Try it: List all lines of the data that include the string "covered".

Data excerpts:
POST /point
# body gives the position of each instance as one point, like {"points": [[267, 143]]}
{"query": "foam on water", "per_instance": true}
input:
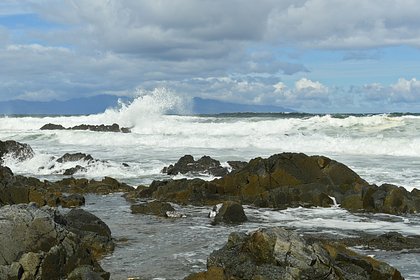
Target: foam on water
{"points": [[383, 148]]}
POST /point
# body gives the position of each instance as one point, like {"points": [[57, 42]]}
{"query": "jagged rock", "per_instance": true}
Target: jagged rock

* * *

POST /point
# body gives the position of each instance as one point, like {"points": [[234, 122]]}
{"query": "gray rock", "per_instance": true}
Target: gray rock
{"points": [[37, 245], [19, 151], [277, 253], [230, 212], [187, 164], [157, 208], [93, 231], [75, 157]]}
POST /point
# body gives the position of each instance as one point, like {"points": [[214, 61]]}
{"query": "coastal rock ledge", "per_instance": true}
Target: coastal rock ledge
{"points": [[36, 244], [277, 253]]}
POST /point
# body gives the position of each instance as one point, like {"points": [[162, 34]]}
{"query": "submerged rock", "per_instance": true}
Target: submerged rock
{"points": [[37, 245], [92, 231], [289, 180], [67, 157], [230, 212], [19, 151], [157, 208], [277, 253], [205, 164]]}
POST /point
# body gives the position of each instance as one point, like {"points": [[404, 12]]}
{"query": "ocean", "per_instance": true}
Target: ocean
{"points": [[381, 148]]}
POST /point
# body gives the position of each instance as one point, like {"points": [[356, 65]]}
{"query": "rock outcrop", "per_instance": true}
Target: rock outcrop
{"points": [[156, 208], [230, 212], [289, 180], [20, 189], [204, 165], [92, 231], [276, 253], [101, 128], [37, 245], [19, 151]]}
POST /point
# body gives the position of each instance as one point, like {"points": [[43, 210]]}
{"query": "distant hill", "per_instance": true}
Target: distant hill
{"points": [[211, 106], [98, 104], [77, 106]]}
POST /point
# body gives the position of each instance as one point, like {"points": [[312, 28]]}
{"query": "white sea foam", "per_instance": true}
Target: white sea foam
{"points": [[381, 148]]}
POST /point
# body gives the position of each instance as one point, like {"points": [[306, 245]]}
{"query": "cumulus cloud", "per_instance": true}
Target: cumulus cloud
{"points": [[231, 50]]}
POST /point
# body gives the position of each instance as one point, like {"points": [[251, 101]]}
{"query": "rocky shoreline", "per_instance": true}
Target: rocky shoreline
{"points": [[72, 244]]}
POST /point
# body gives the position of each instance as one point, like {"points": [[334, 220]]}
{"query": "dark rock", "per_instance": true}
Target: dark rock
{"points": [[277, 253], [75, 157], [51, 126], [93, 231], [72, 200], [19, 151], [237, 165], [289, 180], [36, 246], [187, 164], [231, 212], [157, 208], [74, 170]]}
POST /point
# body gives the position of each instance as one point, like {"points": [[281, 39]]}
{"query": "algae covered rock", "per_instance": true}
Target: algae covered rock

--

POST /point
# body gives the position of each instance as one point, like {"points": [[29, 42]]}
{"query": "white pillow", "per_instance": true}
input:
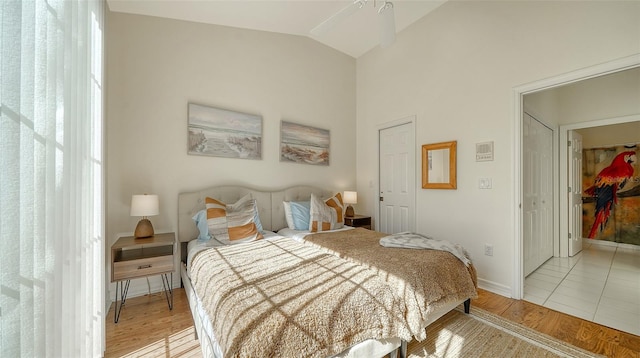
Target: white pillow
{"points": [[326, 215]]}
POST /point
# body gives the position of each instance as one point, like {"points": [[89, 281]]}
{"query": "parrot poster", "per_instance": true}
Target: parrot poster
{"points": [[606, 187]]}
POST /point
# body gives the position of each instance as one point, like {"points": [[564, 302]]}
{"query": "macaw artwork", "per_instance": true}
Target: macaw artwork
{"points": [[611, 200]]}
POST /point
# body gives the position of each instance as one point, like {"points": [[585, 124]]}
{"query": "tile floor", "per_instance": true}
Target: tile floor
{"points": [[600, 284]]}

Output for this exercise:
{"query": "algae covered rock", "per_instance": true}
Target: algae covered rock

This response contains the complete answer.